# Exercise description
Please output only the lines that run from the line containing "shaped like [372,583]." through the end of the material below, exactly.

# Exercise material
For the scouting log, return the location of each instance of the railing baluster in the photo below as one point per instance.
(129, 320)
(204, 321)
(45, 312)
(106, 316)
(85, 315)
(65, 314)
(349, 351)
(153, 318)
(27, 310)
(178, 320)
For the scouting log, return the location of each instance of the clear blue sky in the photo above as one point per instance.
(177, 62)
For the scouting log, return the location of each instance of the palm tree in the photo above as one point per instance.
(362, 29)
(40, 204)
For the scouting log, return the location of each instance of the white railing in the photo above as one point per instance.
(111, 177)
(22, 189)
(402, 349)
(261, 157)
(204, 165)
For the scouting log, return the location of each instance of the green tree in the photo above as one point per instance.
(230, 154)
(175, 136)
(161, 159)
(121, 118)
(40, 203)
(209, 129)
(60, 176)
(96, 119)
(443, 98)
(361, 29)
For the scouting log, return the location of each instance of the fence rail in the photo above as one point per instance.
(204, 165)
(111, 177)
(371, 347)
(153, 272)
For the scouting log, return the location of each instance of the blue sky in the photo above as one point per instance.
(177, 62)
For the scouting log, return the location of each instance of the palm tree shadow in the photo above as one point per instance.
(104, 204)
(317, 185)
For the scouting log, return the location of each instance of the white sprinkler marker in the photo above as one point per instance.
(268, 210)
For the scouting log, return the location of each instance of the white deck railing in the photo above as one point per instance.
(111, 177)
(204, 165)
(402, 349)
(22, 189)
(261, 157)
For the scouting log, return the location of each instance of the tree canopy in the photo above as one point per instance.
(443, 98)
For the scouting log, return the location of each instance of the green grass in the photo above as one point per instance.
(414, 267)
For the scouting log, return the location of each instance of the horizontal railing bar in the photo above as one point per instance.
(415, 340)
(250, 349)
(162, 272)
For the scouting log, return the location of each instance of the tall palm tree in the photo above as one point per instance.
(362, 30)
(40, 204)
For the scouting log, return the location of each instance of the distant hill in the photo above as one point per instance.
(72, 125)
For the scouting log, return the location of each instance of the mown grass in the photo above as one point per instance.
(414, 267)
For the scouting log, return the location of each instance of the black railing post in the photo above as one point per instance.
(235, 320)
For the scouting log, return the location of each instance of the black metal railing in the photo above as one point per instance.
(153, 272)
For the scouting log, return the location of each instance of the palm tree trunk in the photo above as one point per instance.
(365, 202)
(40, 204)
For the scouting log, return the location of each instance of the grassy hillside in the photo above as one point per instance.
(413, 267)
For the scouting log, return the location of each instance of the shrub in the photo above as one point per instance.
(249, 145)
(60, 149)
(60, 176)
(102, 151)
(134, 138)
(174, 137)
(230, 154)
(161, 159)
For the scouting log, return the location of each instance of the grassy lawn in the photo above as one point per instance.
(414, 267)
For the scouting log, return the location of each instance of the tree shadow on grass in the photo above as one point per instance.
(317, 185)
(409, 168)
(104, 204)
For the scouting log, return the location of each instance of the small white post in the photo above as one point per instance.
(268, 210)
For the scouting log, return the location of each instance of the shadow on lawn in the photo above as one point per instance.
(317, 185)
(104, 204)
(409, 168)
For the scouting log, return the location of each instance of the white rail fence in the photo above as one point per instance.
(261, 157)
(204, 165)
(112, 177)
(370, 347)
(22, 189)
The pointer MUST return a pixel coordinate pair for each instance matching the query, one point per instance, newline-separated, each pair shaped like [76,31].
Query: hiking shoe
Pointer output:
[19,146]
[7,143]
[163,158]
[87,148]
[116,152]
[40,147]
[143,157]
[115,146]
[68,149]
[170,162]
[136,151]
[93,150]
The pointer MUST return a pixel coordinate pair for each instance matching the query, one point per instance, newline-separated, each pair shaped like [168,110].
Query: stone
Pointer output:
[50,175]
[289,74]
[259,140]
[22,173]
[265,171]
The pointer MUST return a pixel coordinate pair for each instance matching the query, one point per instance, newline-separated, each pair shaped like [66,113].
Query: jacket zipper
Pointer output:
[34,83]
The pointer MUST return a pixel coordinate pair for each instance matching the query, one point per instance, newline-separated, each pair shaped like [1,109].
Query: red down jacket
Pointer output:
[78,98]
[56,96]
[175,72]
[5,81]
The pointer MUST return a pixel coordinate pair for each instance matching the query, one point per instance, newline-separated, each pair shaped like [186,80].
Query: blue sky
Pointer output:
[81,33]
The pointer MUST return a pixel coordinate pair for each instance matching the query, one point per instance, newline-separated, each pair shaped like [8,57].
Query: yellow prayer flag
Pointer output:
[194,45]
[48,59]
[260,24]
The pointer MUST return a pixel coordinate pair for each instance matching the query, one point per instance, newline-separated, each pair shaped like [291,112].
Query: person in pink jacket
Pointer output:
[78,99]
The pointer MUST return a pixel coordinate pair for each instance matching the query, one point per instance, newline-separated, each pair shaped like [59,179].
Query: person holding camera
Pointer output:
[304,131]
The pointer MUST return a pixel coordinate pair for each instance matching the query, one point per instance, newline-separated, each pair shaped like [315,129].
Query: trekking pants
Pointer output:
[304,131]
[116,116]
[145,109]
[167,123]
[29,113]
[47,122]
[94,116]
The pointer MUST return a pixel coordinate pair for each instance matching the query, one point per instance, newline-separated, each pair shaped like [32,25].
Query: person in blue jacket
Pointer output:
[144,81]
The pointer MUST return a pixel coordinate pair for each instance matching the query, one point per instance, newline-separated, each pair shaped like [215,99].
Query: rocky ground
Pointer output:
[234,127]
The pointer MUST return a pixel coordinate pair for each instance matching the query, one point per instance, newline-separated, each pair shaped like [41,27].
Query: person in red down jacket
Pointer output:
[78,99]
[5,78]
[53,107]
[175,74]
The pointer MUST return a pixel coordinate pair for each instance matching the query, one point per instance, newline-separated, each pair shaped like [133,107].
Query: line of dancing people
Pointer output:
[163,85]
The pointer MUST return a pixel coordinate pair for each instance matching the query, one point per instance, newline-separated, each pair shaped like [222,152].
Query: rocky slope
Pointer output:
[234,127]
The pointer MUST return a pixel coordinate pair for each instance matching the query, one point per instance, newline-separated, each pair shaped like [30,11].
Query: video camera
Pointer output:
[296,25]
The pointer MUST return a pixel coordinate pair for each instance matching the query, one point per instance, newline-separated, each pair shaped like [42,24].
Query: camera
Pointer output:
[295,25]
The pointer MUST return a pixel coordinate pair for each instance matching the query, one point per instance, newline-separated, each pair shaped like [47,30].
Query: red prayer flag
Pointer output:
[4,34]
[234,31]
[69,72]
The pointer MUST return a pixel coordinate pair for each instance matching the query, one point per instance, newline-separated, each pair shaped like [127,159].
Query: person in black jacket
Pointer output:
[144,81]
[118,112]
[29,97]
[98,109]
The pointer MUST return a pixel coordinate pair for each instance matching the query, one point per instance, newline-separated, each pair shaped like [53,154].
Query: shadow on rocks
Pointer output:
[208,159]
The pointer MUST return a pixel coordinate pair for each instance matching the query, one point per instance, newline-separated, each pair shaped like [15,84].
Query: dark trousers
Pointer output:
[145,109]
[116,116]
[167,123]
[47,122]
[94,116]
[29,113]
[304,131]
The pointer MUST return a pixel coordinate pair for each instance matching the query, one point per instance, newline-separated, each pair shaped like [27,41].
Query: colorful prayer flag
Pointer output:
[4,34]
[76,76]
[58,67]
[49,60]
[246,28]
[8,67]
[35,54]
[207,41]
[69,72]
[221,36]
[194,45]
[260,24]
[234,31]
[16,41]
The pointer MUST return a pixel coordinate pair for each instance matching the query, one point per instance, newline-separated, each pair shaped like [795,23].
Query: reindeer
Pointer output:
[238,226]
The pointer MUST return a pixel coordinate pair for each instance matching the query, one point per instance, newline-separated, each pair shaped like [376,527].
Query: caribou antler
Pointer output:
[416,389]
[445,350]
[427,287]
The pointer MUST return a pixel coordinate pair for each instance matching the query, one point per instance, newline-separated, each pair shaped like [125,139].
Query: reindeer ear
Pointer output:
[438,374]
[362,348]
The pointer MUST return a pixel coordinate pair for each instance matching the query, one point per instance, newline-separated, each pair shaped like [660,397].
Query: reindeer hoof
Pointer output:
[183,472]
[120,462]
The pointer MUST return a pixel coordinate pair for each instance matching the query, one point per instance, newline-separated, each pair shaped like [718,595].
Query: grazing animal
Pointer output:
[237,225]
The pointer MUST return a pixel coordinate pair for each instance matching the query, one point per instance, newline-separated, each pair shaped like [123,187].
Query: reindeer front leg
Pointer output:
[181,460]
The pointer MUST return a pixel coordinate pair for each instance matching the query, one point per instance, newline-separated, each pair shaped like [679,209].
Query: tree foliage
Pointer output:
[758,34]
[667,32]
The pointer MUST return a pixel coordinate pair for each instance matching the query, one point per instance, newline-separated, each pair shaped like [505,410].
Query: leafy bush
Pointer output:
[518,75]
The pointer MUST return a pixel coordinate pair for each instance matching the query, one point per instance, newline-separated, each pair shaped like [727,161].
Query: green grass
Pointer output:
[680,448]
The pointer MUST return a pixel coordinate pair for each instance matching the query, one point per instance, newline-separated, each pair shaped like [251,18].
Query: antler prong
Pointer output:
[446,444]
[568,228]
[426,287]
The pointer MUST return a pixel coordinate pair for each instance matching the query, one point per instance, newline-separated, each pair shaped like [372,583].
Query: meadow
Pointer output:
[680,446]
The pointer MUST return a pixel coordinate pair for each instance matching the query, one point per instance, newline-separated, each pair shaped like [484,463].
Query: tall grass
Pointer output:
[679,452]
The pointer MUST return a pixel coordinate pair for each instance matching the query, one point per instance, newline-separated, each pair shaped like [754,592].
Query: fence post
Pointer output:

# Problem solution
The pointer MUST return a pixel coordinate pair for each instance matching the query, one point per instance, newline-separated, each pair shaped like [372,583].
Query: meadow
Pointer output:
[680,446]
The pointer MUST return a pixel coordinate pair for each instance matching the query, one point per instance, newline-separated, each pair shaped like [484,463].
Query: tall grass
Pointer output:
[679,452]
The pointer MUST return a pixel coordinate pair for each instance matching the query, one point per instance, newline-separated, each pair shaped like [754,592].
Query: fence post
Pointer output:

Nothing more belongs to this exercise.